◆ TASK DESCRIPTION: Could you rewrite only the stretch of entries from the line containing "Where can the thin" through the line containing "pixel 322 388", swapping "Mark each instance" for "Indicate each instance" and keeping everything else the same?

---+---

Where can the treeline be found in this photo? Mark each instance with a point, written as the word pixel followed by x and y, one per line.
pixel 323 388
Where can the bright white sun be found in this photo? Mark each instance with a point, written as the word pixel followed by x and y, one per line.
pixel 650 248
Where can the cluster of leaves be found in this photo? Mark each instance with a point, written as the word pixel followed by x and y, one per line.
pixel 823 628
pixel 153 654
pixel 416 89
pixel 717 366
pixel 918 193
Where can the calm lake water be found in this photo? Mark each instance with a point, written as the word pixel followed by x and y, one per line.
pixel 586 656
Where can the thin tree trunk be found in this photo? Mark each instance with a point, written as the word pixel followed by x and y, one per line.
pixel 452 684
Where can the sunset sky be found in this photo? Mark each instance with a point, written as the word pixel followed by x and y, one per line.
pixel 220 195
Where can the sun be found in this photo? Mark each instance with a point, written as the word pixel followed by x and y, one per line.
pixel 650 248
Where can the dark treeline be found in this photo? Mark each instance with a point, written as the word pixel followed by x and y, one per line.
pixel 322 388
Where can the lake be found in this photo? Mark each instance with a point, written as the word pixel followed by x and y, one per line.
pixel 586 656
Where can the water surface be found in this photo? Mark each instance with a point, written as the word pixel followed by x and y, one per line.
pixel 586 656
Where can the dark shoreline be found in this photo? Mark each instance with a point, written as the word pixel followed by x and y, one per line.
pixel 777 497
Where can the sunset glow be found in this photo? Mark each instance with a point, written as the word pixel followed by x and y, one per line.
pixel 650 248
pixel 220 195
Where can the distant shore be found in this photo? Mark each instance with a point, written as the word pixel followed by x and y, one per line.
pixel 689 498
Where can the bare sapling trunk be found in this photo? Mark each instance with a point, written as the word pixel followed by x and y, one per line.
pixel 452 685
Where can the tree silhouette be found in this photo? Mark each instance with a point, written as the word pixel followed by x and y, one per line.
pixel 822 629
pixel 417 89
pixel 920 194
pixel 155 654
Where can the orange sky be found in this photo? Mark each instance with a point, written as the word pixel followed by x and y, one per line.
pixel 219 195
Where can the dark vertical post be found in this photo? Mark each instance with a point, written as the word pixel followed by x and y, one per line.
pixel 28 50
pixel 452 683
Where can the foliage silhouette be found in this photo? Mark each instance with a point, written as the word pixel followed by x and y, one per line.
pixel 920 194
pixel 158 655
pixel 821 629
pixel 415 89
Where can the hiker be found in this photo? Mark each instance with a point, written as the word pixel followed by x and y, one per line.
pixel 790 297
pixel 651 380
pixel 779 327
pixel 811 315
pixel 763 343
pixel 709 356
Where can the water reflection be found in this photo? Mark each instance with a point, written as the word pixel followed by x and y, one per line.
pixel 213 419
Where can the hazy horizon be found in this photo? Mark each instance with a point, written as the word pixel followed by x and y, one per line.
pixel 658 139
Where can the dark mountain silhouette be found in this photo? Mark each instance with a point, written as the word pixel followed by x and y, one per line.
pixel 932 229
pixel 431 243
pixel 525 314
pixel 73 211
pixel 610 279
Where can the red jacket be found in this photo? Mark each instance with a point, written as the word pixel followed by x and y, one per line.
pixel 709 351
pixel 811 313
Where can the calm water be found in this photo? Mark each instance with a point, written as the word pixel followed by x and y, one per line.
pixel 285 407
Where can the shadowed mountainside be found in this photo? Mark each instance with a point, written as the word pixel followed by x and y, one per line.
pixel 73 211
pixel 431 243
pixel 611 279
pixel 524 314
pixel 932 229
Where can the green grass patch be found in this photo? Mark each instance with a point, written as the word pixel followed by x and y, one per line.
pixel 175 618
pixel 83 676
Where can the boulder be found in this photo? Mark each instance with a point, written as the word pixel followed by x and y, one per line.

---+---

◆ ANSWER TO THE EXERCISE:
Where can the thin tree trunk be found in this photo? Indicate each instance with a point, written as the word pixel followed by x and y, one per line.
pixel 452 684
Where can the sunset sky be found in this photo? Indicate each instance with a point, written as the word pixel followed by x and y, one per line.
pixel 220 195
Where can the sun be found in this photo? Indicate each instance with a point, written as the word pixel followed by x and y, one per line.
pixel 650 248
Where can the dark treeline be found in this photo? Indicate each instance with a point, written as the word pixel followed by x and y, one per line.
pixel 322 388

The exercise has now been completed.